##### Supplied records #####

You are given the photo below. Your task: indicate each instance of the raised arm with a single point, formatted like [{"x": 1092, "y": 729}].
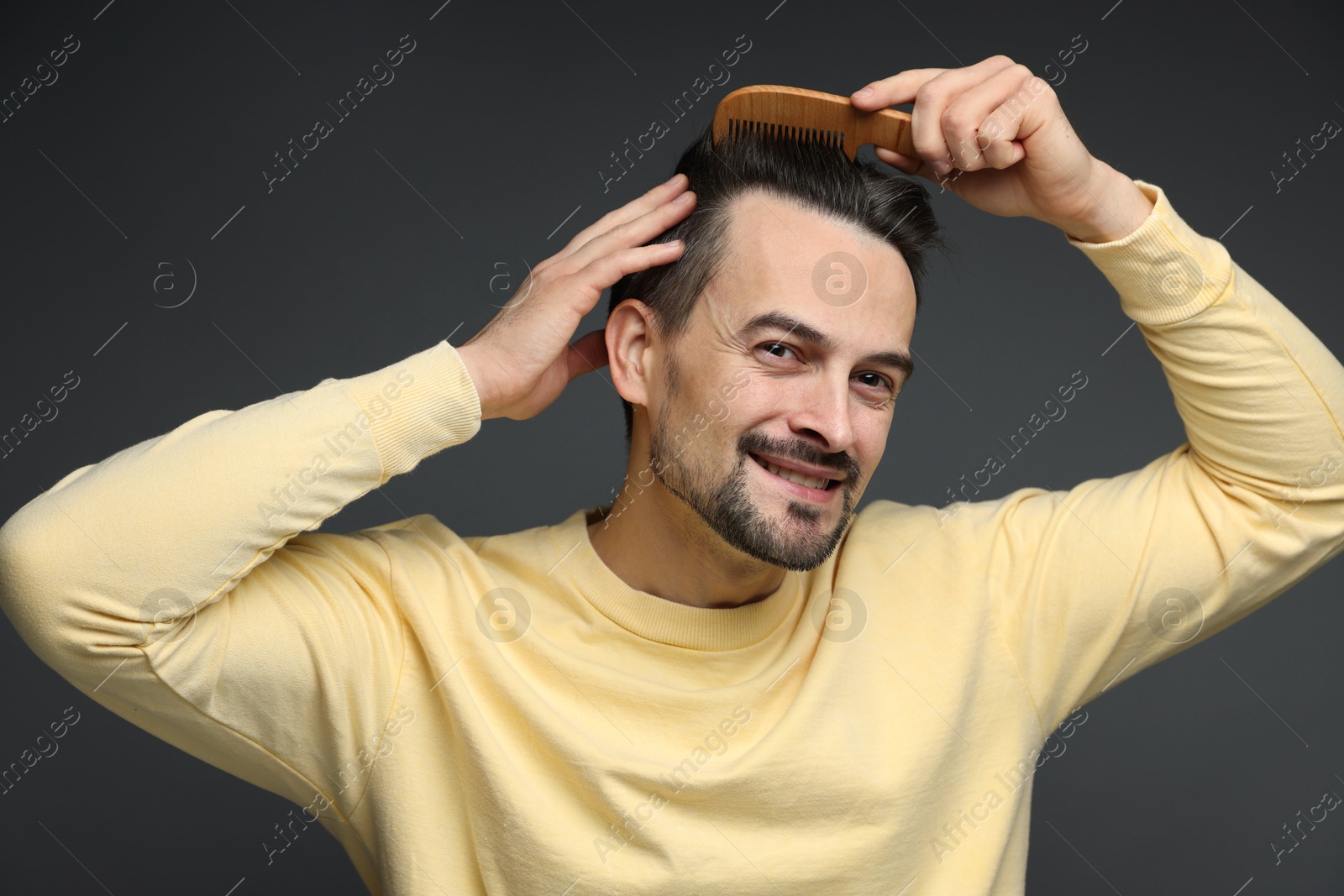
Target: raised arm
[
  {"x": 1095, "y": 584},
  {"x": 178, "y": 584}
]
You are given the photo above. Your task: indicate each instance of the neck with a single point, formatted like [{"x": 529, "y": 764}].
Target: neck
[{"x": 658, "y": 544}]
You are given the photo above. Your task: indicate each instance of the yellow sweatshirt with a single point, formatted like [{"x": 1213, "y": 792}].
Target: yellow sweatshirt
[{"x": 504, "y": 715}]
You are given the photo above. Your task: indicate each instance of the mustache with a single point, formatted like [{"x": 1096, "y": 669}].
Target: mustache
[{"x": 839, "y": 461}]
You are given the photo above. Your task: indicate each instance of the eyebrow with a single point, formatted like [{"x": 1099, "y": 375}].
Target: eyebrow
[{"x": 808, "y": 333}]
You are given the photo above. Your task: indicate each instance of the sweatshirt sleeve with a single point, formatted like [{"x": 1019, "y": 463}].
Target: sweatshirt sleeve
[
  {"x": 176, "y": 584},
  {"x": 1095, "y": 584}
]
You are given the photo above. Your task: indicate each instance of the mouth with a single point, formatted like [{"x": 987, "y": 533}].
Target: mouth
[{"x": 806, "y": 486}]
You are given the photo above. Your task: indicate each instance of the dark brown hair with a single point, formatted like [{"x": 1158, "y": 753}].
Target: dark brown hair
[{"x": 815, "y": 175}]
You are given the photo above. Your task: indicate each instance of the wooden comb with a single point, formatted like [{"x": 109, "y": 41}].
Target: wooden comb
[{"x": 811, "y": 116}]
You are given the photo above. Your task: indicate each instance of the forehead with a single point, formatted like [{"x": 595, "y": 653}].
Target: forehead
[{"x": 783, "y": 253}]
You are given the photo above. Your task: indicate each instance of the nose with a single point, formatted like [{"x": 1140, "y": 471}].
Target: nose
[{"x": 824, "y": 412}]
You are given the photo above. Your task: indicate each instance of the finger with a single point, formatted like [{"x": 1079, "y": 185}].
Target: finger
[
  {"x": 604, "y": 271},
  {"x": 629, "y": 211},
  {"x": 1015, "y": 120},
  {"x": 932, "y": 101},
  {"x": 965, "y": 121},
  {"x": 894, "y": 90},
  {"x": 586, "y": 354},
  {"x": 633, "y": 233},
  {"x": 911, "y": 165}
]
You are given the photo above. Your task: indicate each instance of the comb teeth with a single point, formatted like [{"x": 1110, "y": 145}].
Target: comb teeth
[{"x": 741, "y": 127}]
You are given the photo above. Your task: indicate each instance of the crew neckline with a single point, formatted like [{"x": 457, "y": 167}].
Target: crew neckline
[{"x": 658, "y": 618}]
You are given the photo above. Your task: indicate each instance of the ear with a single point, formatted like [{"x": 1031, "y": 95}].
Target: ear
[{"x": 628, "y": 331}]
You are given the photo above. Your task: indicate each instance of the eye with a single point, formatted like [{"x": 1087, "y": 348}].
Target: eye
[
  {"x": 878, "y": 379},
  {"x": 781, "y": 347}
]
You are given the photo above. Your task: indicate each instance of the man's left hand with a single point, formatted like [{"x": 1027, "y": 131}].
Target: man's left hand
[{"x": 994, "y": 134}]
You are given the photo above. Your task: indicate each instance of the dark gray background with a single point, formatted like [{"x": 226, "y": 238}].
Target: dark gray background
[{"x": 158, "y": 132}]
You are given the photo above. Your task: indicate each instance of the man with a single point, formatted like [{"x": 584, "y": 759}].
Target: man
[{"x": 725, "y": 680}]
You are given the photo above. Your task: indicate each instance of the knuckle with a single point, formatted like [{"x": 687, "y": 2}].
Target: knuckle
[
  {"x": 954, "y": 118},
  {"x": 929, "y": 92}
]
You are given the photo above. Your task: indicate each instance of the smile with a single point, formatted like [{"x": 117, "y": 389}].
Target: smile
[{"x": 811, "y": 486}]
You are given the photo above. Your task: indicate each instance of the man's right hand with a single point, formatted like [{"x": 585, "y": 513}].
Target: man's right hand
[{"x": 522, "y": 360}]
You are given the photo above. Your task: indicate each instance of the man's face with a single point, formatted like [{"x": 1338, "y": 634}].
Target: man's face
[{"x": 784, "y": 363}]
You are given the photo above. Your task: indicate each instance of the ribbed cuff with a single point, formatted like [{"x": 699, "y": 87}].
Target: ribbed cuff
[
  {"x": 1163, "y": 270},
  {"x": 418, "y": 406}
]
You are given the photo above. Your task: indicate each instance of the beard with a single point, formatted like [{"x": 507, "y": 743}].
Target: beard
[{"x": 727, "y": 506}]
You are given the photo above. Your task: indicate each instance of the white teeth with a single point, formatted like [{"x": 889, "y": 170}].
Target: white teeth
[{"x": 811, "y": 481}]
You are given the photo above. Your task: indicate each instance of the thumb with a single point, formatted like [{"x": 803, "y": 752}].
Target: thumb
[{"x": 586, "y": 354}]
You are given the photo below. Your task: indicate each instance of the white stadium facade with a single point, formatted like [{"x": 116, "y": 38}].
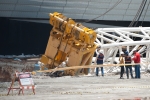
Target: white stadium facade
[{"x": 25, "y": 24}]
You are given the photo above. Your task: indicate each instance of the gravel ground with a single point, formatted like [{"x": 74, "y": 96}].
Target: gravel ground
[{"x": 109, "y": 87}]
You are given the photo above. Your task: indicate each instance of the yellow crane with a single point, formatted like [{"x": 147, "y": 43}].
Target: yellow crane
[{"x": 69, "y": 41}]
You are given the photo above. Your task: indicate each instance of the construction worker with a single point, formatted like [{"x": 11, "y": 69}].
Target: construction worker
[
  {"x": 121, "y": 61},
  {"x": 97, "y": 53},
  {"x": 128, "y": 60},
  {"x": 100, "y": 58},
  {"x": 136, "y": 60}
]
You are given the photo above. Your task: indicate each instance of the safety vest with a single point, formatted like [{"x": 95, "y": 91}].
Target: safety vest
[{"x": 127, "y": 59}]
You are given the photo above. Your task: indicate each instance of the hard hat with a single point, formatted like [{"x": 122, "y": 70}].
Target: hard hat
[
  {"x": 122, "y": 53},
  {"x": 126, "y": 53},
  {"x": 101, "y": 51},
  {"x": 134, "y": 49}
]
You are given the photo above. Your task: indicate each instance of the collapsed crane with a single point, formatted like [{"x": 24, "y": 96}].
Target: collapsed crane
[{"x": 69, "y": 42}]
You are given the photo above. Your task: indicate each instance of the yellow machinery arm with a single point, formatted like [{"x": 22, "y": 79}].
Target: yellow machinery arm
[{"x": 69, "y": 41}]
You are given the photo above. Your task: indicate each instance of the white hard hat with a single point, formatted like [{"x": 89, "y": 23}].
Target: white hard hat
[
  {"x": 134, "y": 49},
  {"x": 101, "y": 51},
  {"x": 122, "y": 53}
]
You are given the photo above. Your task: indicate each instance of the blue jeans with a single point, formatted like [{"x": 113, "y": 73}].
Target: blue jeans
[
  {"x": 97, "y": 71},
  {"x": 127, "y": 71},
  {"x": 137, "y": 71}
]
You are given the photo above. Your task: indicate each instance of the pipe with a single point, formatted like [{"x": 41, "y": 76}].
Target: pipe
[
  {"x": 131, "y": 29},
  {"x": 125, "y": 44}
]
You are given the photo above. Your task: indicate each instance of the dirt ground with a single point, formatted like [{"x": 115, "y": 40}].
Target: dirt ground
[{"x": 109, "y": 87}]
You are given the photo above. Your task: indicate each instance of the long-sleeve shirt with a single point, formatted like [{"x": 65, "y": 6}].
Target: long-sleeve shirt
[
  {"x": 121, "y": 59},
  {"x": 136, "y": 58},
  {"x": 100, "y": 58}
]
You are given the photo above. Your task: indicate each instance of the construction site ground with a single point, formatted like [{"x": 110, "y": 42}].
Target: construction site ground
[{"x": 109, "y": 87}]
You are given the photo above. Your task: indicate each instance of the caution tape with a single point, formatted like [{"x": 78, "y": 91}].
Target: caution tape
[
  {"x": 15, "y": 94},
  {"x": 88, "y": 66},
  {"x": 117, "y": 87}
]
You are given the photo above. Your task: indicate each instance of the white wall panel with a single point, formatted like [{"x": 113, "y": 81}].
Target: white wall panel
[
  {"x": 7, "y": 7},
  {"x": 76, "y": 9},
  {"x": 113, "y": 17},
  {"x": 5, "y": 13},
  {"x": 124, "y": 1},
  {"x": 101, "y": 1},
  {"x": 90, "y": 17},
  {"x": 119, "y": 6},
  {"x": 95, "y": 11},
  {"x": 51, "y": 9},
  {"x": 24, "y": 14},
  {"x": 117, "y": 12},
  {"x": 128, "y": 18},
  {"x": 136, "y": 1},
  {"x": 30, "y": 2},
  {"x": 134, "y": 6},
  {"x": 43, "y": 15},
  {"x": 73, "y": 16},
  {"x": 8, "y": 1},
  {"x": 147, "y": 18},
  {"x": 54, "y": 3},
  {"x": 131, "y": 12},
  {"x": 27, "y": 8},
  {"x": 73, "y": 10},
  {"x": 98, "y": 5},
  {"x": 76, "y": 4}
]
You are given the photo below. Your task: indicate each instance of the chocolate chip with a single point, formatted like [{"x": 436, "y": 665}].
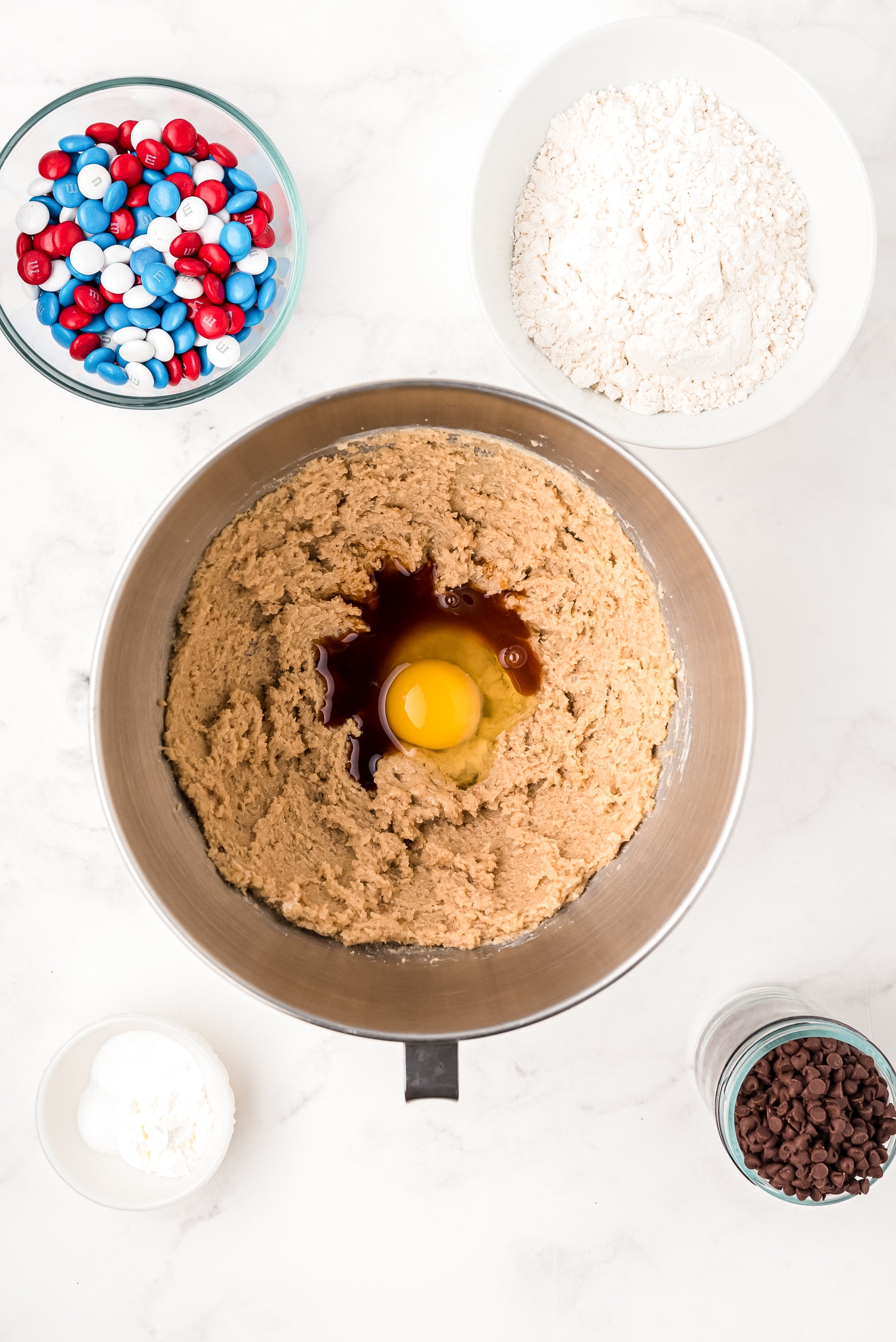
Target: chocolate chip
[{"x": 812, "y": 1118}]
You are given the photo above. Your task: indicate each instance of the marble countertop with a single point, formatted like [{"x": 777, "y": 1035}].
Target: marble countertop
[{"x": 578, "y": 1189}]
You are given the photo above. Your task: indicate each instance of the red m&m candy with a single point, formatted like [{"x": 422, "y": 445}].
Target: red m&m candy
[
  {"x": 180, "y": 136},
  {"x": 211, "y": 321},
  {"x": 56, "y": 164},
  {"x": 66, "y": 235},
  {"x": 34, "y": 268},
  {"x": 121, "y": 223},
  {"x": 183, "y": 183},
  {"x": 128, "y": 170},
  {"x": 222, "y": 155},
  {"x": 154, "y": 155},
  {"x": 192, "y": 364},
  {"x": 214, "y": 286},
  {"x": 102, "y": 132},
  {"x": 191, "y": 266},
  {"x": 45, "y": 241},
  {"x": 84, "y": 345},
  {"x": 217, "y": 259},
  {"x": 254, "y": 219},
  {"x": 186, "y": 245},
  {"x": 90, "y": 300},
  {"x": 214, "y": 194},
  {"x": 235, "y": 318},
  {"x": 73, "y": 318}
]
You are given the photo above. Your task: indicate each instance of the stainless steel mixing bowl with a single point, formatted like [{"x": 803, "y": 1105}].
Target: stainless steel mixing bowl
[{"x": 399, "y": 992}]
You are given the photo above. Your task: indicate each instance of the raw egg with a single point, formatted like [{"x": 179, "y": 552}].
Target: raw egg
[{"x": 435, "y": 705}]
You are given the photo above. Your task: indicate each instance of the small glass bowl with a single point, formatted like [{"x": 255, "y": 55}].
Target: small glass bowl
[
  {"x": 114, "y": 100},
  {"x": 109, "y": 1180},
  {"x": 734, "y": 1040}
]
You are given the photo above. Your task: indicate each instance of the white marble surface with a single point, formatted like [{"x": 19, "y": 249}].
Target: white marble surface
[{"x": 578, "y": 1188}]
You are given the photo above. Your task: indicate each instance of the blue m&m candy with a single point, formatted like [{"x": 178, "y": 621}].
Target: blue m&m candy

#####

Please leave out the pictures while you copy exactly the lines from the one containing "of the chocolate" through the end of the records.

■ **Task solution**
You are given the photo below. Your task: indicate each instance of the chocolate chip with a single point, formatted like [{"x": 436, "y": 665}].
Target: chocolate chip
[{"x": 812, "y": 1118}]
You are given the photo above. Your task: indicate each instance of the marble countertop with a single point, formatted like [{"x": 777, "y": 1035}].
Target: marble countertop
[{"x": 578, "y": 1189}]
You are given the photo above. Your task: indicate each instance of the red m&m candy with a single point, formatted like [{"x": 422, "y": 445}].
Target: red m&m candy
[
  {"x": 180, "y": 136},
  {"x": 211, "y": 321},
  {"x": 56, "y": 164},
  {"x": 66, "y": 235},
  {"x": 34, "y": 268},
  {"x": 121, "y": 223},
  {"x": 183, "y": 183},
  {"x": 128, "y": 170},
  {"x": 222, "y": 155},
  {"x": 154, "y": 155},
  {"x": 192, "y": 364},
  {"x": 214, "y": 286},
  {"x": 102, "y": 132},
  {"x": 191, "y": 266},
  {"x": 45, "y": 241},
  {"x": 84, "y": 345},
  {"x": 217, "y": 259},
  {"x": 254, "y": 219},
  {"x": 186, "y": 245},
  {"x": 90, "y": 300},
  {"x": 214, "y": 194},
  {"x": 235, "y": 318},
  {"x": 73, "y": 318}
]
You are given the photo above. Your task: indicate each instance of the stainless steel mixing bowl with a single point, formatted like [{"x": 803, "y": 1105}].
Target: stainless steel mixing bowl
[{"x": 399, "y": 992}]
You are given the photo above. Your task: indicate each instance of the raw egg with a single point, formatted like [{"x": 179, "y": 552}].
Target: raw egg
[{"x": 435, "y": 705}]
You are given the photo above. Your task: indicate each instance of the small glass bowl with a single point, formatted like [{"x": 255, "y": 55}].
Target: small glass bowl
[
  {"x": 114, "y": 100},
  {"x": 109, "y": 1180},
  {"x": 734, "y": 1040}
]
You are given the photo above. Your task: indicate each instance of the white marble surface with a single point, formatted like [{"x": 19, "y": 249}].
Target: white marble surface
[{"x": 578, "y": 1188}]
You are given the photo above. Your task: indicate each instance of the blue m&m candy with a single point, formatted like [{"x": 178, "y": 621}].
Target: blue m&m candy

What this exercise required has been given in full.